→ **STATED PROBLEM**
Render the lines below, from the first one through the line containing "top-left (1158, 337), bottom-right (1209, 422)" inclusive, as a JSON list of strings with one string per line, leaving out any blank lines.

→ **INFORMATION GIVEN**
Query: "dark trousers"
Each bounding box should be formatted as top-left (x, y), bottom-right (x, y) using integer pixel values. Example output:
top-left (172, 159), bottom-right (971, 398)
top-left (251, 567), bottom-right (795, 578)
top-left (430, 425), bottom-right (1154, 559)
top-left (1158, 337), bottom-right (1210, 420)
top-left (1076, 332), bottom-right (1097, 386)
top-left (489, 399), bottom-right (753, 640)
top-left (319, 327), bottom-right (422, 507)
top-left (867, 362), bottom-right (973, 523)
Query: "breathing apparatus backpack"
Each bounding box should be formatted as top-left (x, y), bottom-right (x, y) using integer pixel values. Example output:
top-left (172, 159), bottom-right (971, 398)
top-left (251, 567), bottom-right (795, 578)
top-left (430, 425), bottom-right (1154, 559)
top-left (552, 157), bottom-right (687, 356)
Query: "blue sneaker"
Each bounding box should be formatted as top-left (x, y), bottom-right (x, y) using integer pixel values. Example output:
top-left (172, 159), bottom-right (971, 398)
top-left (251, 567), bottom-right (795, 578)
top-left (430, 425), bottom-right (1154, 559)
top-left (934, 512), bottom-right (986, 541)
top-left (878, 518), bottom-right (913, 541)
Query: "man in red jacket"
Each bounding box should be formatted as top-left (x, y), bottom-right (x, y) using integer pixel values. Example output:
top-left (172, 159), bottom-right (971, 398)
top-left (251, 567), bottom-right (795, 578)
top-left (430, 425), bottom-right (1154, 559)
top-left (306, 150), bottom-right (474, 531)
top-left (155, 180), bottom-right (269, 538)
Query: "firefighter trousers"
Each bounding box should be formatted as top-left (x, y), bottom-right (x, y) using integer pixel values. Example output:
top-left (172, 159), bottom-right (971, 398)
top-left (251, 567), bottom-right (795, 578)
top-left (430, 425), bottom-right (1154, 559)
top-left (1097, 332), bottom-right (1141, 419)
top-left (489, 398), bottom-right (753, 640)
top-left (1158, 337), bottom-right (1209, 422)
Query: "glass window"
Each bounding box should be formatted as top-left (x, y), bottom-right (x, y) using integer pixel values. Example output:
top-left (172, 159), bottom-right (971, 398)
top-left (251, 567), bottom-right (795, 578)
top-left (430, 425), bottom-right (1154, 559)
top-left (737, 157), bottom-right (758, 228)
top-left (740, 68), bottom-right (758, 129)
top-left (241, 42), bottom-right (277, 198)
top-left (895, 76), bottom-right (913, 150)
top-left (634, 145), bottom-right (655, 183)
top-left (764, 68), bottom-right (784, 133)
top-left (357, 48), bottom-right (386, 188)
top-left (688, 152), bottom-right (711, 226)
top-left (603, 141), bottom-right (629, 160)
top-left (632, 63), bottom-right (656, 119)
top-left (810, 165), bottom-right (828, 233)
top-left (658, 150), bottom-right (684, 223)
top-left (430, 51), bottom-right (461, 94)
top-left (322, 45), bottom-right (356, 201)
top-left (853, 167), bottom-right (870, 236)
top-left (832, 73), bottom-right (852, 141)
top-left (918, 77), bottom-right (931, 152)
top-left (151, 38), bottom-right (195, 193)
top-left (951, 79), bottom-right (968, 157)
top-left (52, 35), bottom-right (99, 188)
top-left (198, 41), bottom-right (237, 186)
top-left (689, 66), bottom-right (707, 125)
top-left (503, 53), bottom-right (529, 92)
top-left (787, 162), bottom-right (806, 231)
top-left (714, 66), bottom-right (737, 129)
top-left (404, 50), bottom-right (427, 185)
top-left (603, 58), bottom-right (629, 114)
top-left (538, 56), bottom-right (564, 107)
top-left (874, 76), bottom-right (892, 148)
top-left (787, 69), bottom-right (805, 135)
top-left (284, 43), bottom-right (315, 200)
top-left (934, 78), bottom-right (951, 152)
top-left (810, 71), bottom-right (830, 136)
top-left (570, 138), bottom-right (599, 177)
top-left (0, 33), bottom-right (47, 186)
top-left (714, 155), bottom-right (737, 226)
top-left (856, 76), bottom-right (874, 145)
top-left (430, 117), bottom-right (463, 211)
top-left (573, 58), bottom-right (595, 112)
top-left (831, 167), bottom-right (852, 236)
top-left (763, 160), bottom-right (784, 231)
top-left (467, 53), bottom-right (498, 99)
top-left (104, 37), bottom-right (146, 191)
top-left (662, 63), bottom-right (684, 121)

→ **TASK SOLUTION**
[
  "Query: \"dark trousers\"",
  "Each bounding box should be formatted as top-left (x, y), bottom-right (x, y) using integer pixel values. Example output:",
  "top-left (172, 159), bottom-right (971, 398)",
  "top-left (251, 567), bottom-right (795, 578)",
  "top-left (430, 425), bottom-right (1154, 559)",
  "top-left (1158, 337), bottom-right (1210, 420)",
  "top-left (1076, 332), bottom-right (1097, 386)",
  "top-left (489, 399), bottom-right (753, 640)",
  "top-left (319, 327), bottom-right (422, 507)",
  "top-left (867, 362), bottom-right (973, 523)",
  "Query: \"breathing apparatus backpack\"",
  "Each bounding box should be formatted as top-left (x, y), bottom-right (x, y) using integer pixel values. Example output:",
  "top-left (172, 159), bottom-right (971, 398)",
  "top-left (251, 567), bottom-right (795, 578)",
  "top-left (430, 425), bottom-right (1154, 559)",
  "top-left (552, 157), bottom-right (687, 356)",
  "Query: \"blue sneaker\"",
  "Each bounding box should be formatted as top-left (x, y), bottom-right (x, y) using integer pixel values. Example output:",
  "top-left (172, 159), bottom-right (971, 398)",
  "top-left (251, 567), bottom-right (795, 578)",
  "top-left (430, 425), bottom-right (1154, 559)",
  "top-left (934, 512), bottom-right (986, 541)",
  "top-left (878, 518), bottom-right (913, 541)",
  "Query: \"man in red jacket\"",
  "Each bounding box should be formatted as top-left (x, y), bottom-right (x, y) using integer pixel values. Example output:",
  "top-left (172, 159), bottom-right (971, 398)",
  "top-left (251, 567), bottom-right (795, 578)",
  "top-left (430, 425), bottom-right (1154, 559)",
  "top-left (306, 150), bottom-right (474, 531)",
  "top-left (155, 180), bottom-right (269, 538)",
  "Query: \"firefighter trousers\"",
  "Each bounding box should be formatted as top-left (x, y), bottom-right (x, y) using integer pixel values. Example output:",
  "top-left (172, 159), bottom-right (971, 398)",
  "top-left (251, 567), bottom-right (795, 578)",
  "top-left (430, 425), bottom-right (1154, 559)",
  "top-left (1097, 332), bottom-right (1141, 419)",
  "top-left (489, 398), bottom-right (753, 640)",
  "top-left (1158, 337), bottom-right (1209, 422)"
]